§ PROBLEM TO SOLVE: Copy out the entries in full and with complete accuracy; pictures are excluded.

§ Pointing dataset excerpts:
--*--

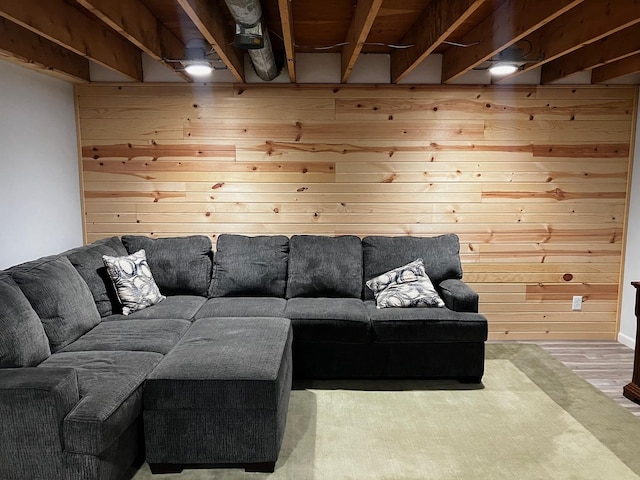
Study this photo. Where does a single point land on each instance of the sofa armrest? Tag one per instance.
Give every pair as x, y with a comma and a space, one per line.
33, 404
459, 296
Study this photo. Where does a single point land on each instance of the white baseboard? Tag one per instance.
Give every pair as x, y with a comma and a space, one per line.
628, 341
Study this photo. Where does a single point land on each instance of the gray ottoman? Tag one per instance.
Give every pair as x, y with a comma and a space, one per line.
220, 397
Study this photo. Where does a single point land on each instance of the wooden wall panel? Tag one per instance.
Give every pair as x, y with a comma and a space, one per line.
534, 180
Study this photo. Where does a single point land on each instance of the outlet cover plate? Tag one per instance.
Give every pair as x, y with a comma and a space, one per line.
576, 305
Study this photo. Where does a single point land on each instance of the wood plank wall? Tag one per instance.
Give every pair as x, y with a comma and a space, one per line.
534, 180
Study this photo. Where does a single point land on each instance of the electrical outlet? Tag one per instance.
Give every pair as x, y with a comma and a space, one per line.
577, 303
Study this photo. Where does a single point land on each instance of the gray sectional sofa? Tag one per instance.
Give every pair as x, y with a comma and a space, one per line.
203, 376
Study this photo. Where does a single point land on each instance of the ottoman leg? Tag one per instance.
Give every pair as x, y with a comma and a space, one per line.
162, 468
265, 467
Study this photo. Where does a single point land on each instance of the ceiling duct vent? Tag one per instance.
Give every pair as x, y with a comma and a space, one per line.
248, 16
248, 38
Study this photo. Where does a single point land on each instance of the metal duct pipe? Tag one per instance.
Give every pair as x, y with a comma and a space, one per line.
249, 13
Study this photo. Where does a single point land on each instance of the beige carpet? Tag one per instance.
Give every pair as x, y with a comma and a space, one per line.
533, 419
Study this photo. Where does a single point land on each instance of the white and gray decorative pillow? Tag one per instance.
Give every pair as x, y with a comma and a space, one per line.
406, 286
133, 281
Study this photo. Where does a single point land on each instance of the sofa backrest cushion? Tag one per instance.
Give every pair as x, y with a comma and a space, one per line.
441, 256
23, 342
250, 266
324, 266
180, 265
88, 262
60, 297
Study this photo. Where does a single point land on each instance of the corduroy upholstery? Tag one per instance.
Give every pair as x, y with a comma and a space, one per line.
225, 387
217, 367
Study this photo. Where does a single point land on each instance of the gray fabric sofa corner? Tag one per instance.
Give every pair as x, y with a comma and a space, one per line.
77, 376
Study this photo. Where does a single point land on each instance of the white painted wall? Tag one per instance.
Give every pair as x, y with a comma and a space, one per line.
627, 333
40, 208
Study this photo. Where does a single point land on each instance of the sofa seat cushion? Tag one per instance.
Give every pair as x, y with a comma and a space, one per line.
176, 306
325, 266
132, 335
110, 385
60, 297
250, 266
180, 265
424, 325
242, 307
440, 255
343, 320
87, 260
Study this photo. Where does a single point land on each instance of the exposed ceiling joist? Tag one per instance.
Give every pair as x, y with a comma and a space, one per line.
612, 70
207, 17
67, 26
134, 21
66, 37
286, 18
33, 51
614, 47
511, 22
438, 21
589, 22
365, 14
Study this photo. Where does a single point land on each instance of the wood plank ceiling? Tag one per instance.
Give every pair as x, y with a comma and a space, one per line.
562, 37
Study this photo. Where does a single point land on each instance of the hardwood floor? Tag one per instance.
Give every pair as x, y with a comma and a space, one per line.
606, 365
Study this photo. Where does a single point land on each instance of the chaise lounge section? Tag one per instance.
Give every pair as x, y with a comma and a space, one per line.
77, 376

--*--

§ ANSWER:
Study this photo. Where does a single point land on each instance of the sofa armrest? Tag one per instance.
Give every pair as x, y with a comma and a space, one per line.
33, 404
459, 296
Study this photo. Where does a single point land on each instance of the white baseboard? Tag one per instance.
Give every pair as x, y with a comma and a space, one per line.
628, 341
Study this photo. Where does a single point land on each instance of the gray ottoman? Tag one per instance.
Give every pair as x, y with a comma and a space, one per line.
220, 397
Study this photo. Where does a single point land on each instance of the wooden wall panel? Tag one per instance.
Give every pair as x, y with a comma and a space, one per line.
534, 180
Study this photo. Where does a single point land on each instance of the outlet cover plate? Tag one per instance.
Give every pair as x, y with a comma and a space, one per line.
576, 305
Study this photo. Where does a single point land on each instance of the wood plank wall? Tag one per instance.
Give every pair as x, y with a comma and a space, one per line.
534, 180
Study this photo. Where does a single point land on each instance of the electrical outlet? Tag one per instance.
Give every pair as x, y with a comma and a space, one per line.
577, 303
Study this photo. Where does a single point land on each instance of the gray sectional sofa? Tag one per instance.
Give every pair as x, y with a comma and a space, one per line.
203, 376
Study this photo. Where does a single point land on each instance of the ottoman leg? Tag one per instance.
Give every pair as x, y with a comma and a space, one per line.
162, 468
265, 467
Study this photo. Where does a single point land on each instance of the ceiling duct vent? Tag one per instance.
Give every pair as x, y with a comma and a space, one per line.
248, 16
248, 38
Study this photo. Where does a single point land on each instance of the metal duct pipe? Tag one per instance.
Give every pair as x, y with a comma and a space, one per line.
249, 13
Study this photo. Where does a single point land on each instance of the beige carpet? Tag one per instance.
Give every pair as x, y with a comma and a space, one per line.
533, 419
Study this photo. Where does a single point land on each instance of the white and gray decorative pillow? Tag one per instance.
Give every pair as x, y with a comma and a space, one per line.
406, 286
133, 281
Study this photo. Where does a single point land on each instance of the sofa backrest cushion? Tag one per instance.
Give every pair as x, y with a comma and a space, one per line.
441, 256
23, 342
250, 266
324, 266
180, 265
88, 262
60, 297
Study this photo. Where does a single point land on each instance of the corduroy upholstery? Tag one per instance.
Give every pair as x, y with a comma and a space, one per line.
225, 387
217, 367
Study this photo. Where does a single point land on each instance of the gray fabric sofa corner? Tag one per instance.
Give every pair as x, y with a comma and a space, one per line.
77, 376
Study this photo. Where does a single point land on each instance of the white painted wall? Tag one per instance.
Give every pair as x, y with a comma and a space, one per line.
627, 333
40, 208
Study this photo. Where does a single point land on each instance of the sofa seat cushion? Tag one per instance.
Give every pair as x, y with a comma and a space, one per line.
176, 306
325, 266
132, 335
110, 385
60, 297
250, 266
180, 265
424, 325
242, 307
440, 255
343, 320
87, 260
Study this photo. Where does a single point land on each instance of the exposed ceiling joist? Tag one per instance.
Give every pair as x, y with a comma and a space, one per line.
612, 70
207, 17
67, 26
134, 21
66, 37
286, 18
33, 51
614, 47
511, 22
438, 21
589, 22
365, 14
Study this photo. Where does a single point land on each instance of the wood plank ceiling? Tag one per instance.
Give every pair as x, y with a comma and a space, one per line.
562, 37
Study this photo. Where does a single point land on each instance of the hardwood floor? Tag one per instance.
Give every pair as x, y with a comma and a space, one per line.
606, 365
Study this photo. Where does a single point land on each instance of the chaise lounge section? Tag one per instance.
Give every pair as x, y with a comma and a space, one per line.
77, 376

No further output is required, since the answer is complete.